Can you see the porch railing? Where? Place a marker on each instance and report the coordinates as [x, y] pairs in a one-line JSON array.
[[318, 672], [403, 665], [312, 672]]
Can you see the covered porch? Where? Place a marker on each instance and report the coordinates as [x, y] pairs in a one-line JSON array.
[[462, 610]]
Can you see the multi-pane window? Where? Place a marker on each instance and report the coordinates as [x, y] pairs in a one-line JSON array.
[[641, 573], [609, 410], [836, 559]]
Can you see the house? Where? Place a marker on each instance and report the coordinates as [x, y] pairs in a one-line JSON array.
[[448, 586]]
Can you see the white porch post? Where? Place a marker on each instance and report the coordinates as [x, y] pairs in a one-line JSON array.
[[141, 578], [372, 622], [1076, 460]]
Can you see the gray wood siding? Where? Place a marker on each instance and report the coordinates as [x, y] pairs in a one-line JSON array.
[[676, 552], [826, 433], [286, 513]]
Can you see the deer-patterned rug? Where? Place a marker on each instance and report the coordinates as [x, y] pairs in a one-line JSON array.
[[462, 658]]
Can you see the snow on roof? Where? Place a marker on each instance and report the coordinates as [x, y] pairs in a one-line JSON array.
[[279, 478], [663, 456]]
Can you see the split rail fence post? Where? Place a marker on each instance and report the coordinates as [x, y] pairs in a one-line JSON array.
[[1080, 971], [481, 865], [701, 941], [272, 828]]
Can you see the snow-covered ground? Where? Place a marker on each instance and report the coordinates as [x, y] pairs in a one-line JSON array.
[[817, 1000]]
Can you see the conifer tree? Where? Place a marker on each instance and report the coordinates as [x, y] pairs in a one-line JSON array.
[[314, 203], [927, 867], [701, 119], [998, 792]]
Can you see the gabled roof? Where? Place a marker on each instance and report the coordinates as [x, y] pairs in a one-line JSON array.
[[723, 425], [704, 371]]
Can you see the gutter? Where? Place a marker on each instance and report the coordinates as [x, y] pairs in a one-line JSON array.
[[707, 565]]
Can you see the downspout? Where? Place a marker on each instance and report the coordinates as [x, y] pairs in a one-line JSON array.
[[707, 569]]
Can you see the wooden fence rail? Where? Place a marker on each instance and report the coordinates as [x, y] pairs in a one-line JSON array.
----------------------------------------
DIRECTIVE:
Copy out every line of the data above word for word, in the same order and without changing anything.

TASK ANSWER:
Can you see the porch railing? Where? Place a marker on each instance and report the coordinates as [x, y] pairs in a one-line JSON array.
[[318, 672], [403, 665], [312, 672]]
Can you see the covered porch? Where? Place a marker on each instance and report the coordinates as [x, y] pairs in a one-line JSON array.
[[462, 610]]
Can you see the multi-pane window? Where? Place a marker on each instance and report the coordinates as [x, y] pairs in a one-line JSON array.
[[641, 573], [609, 410], [836, 559]]
Can you see the house? Where? Place a marker on each instance and report the coordinates as [x, y] pairs in a one-line JSON array.
[[448, 586]]
Can you see the white porch post? Where? Place a marker on each instance and report the coordinates as [x, y] pairs in a one-line JSON array.
[[141, 578], [372, 622], [1076, 460]]
Can you see the gray wood siding? Where? Place a marker on each instance and report the coordinates as [x, y] pairs in a one-line JSON array.
[[676, 552], [826, 433], [286, 513]]
Can you see the deer-patterned rug? Where? Place a marker on each instance and report the coordinates as [x, y] pairs in a one-line JSON array.
[[462, 658]]
Can you see the snow on roof? Where? Place a marker on each instance and report the coordinates as [x, y] pairs in a one-line JSON array.
[[279, 478], [663, 456]]
Can you see the split rail fence post? Where? Place a marker on each instance and report the coordinates as [x, y] pairs in a one-line JSON array.
[[1080, 971], [481, 865], [701, 941], [272, 828]]
Can you see the snow-covered ground? Where? Place a marker on each instance and report the coordinates as [x, y] pairs in a one-line JSON array.
[[817, 1000]]
Can you see the conifer tree? Where? Place a marker on each instance and report the coordinates as [x, y] pairs in a one-line JSON array.
[[314, 203], [927, 867], [701, 119], [998, 792]]
Can you see the gabled roof? Where? Place a marker on each instance and report the coordinates as [x, y] pairs in a one-line JSON array.
[[723, 425], [704, 371]]
Can you see the gutter? Where? Place a marker on each instance and report the coordinates as [x, y] pairs in a one-line JSON array.
[[707, 565]]
Can you see the downspout? Where? Place a marker on each instance and report the coordinates as [x, y] pairs in a one-line JSON array.
[[707, 569]]
Can you see the wooden fence rail? Where? Place a marker on each instance and report the coordinates as [x, y] pairs in a one-line JSON array.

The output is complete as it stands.